▶ **Goals**:
**1.** Answer these questions about the comment on hydrogen fuel below:
(a) Which word does the writer say was missed?
(b) What two colors of hydrogen does the writer applaud for-profit entities for making?
(c) For which fuel did the writer advocate with the first reports on the technology that became fracking?
**2.** List every word that the comment on hydrogen fuel below places in quotation marks.

▶ **Page excerpt**:
┏━━

You missed the word 'here', and the sense of the change being over the next two decades or so without any implication it will only start to 'matter' toward the end of that period.

I have nothing but applause for for-profit entities deciding to make green (or blue) hydrogen to support the developing transit hydrogen infrastructure.  It supports precisely the thing most important to build out and develop to make hydrogen carrier fuel accepted in the marketplace, not just a niche fuel (as it has been for decades here).  

I leave a longer timeframe because I don't see any technological change making hydrogen carrier more cost-effective "soon" than other fuels (carrier or primary) derived from renewable sources.  I continue to watch the technologies with interest, and will assuredly advocate it (as I did for natural gas with the first reports on the technology that became fracking) when the appropriate combination of technology and incentive becomes present.

┗━━

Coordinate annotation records

┏━━

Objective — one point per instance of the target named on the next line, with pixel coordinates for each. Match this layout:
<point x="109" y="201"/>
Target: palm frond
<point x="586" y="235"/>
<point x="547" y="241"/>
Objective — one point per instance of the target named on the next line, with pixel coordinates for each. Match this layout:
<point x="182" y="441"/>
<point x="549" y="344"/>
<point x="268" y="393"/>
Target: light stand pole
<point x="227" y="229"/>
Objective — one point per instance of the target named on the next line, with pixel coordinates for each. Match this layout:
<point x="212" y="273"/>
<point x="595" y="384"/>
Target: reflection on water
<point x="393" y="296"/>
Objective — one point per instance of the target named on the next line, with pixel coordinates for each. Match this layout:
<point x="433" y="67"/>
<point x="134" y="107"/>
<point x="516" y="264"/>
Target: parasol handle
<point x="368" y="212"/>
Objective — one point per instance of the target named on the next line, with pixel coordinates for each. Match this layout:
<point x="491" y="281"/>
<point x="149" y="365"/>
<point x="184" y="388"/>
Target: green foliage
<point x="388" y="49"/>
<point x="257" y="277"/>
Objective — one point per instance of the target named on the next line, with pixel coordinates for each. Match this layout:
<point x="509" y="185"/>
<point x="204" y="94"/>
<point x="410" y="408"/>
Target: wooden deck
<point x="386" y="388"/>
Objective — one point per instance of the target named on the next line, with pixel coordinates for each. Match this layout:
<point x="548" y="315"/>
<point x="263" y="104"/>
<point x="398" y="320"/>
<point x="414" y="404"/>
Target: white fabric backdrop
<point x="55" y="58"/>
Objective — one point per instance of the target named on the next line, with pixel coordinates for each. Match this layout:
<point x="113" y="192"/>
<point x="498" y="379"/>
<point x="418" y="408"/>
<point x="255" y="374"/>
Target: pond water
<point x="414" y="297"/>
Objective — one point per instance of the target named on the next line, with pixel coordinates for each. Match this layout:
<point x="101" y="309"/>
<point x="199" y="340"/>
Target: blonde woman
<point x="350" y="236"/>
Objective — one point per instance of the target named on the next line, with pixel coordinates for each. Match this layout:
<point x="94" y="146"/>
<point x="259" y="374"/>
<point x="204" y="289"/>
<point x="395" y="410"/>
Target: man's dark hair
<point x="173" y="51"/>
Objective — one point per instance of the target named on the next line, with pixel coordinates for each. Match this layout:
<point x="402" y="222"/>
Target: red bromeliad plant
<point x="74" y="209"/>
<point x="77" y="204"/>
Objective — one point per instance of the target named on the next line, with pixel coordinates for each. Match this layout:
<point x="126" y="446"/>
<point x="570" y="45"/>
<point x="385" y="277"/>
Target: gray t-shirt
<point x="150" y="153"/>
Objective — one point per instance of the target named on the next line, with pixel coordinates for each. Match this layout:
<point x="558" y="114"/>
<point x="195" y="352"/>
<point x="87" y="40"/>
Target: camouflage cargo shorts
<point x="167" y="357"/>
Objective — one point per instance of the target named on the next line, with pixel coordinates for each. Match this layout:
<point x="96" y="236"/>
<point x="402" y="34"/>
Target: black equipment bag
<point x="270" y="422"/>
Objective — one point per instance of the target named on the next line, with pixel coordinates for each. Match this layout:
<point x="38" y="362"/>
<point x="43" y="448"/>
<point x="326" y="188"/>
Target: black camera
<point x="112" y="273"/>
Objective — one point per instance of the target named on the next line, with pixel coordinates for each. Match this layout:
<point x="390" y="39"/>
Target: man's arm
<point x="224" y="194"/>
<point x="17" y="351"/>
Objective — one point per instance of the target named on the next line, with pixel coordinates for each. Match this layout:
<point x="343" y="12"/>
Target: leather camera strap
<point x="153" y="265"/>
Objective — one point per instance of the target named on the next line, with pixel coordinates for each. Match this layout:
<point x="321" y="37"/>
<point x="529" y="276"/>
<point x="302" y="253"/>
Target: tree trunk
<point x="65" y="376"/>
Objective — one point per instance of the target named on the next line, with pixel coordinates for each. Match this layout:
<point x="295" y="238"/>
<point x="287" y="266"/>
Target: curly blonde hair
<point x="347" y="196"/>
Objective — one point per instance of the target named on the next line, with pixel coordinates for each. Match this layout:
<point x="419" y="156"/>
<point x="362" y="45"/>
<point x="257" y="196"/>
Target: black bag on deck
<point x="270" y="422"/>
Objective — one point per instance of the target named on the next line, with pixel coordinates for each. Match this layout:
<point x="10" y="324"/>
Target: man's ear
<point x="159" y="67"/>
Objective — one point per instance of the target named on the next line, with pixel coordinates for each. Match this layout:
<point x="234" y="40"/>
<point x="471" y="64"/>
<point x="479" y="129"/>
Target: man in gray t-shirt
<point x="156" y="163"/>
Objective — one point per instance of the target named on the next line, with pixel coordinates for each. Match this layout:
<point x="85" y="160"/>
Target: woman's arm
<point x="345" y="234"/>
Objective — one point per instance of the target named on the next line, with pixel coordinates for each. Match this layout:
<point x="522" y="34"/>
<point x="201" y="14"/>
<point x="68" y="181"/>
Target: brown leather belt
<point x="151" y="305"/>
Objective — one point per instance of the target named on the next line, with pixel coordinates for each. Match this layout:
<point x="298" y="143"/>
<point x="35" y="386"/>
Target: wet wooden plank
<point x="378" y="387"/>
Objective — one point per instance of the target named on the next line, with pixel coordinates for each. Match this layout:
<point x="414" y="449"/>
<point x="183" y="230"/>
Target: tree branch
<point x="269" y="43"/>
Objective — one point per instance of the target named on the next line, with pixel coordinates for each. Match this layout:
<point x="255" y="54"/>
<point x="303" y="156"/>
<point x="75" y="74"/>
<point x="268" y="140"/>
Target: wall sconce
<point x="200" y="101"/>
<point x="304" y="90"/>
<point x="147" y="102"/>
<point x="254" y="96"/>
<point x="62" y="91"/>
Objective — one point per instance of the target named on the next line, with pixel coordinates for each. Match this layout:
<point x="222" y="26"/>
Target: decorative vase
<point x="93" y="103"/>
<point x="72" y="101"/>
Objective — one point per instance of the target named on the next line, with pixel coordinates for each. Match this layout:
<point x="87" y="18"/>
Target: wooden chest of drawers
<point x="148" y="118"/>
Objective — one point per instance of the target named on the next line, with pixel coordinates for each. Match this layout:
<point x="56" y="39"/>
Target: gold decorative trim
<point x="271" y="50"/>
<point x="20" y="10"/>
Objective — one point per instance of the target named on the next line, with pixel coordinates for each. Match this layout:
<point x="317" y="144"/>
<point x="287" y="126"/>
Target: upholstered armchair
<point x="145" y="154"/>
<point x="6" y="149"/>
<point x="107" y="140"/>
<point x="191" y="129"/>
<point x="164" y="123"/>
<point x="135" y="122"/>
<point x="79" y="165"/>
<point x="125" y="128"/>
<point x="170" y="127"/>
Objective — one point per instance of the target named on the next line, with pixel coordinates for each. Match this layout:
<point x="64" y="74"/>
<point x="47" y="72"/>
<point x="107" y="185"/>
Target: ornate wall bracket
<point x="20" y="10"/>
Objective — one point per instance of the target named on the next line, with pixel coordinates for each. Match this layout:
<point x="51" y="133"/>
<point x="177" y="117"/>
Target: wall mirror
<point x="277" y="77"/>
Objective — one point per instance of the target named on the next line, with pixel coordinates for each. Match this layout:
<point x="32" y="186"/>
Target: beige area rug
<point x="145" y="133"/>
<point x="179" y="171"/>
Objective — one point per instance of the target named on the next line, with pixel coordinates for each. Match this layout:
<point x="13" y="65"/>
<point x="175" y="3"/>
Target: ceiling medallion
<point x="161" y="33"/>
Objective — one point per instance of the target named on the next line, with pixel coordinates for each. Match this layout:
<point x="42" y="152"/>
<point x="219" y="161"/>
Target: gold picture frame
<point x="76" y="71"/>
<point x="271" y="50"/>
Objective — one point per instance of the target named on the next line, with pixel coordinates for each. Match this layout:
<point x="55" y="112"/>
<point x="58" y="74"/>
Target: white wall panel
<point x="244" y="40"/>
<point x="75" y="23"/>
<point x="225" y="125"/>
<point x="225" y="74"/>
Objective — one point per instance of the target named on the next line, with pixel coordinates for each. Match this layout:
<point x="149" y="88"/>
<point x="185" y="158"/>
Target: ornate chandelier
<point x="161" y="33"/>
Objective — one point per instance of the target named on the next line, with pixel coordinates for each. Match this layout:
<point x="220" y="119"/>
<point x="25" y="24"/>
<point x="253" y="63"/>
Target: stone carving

┗━━

▶ **Replies**:
**1.**
(a) 'here'
(b) Green and blue
(c) Natural gas

**2.** here, matter, soon